Exercise = Locate each line in the records below that contains the string "tree" and copy those lines out. Matching is case-sensitive.

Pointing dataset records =
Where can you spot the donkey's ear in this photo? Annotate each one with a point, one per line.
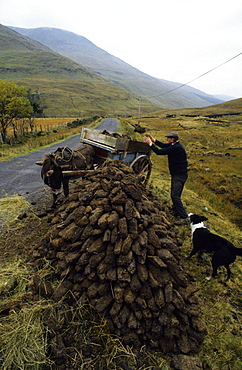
(204, 218)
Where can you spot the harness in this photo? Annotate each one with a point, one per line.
(68, 155)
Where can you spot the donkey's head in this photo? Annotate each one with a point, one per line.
(51, 173)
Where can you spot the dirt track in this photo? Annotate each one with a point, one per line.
(22, 176)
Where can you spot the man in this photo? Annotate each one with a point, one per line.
(177, 163)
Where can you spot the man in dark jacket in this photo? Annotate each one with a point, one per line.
(177, 163)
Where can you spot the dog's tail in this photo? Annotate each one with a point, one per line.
(238, 251)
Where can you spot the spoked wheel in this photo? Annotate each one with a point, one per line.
(142, 167)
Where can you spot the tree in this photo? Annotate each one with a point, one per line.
(14, 104)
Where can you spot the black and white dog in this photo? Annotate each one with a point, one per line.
(224, 252)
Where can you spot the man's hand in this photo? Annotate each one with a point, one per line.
(149, 139)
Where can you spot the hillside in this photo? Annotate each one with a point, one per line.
(65, 87)
(84, 52)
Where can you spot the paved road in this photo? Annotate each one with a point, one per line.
(22, 176)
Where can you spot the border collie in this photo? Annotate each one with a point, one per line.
(224, 252)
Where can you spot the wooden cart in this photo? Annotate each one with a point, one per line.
(113, 146)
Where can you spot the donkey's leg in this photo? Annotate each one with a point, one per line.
(54, 200)
(66, 186)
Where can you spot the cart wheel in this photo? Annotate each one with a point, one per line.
(142, 166)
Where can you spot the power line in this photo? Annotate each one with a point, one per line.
(178, 87)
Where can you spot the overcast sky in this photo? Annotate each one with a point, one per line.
(176, 40)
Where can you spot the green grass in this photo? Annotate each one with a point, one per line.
(220, 301)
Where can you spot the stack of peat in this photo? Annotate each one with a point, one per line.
(113, 247)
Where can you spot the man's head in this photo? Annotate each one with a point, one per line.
(172, 136)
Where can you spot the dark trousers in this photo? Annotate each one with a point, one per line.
(177, 185)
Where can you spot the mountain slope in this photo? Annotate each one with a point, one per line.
(84, 52)
(65, 87)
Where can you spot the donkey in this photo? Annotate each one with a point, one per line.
(53, 164)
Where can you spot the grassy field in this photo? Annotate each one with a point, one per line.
(213, 189)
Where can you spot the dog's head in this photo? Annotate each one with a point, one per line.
(196, 219)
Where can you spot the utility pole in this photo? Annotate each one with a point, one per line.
(139, 112)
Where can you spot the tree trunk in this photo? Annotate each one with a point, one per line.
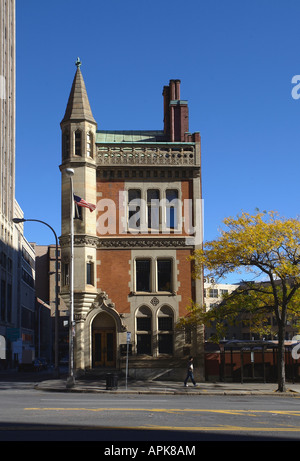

Reply to the exercise =
Where can you spot the tree in this photo? Annotate each one with a point, one per line.
Where can you spot the tree trunk in this photo? Annotate each one with a point, one per line.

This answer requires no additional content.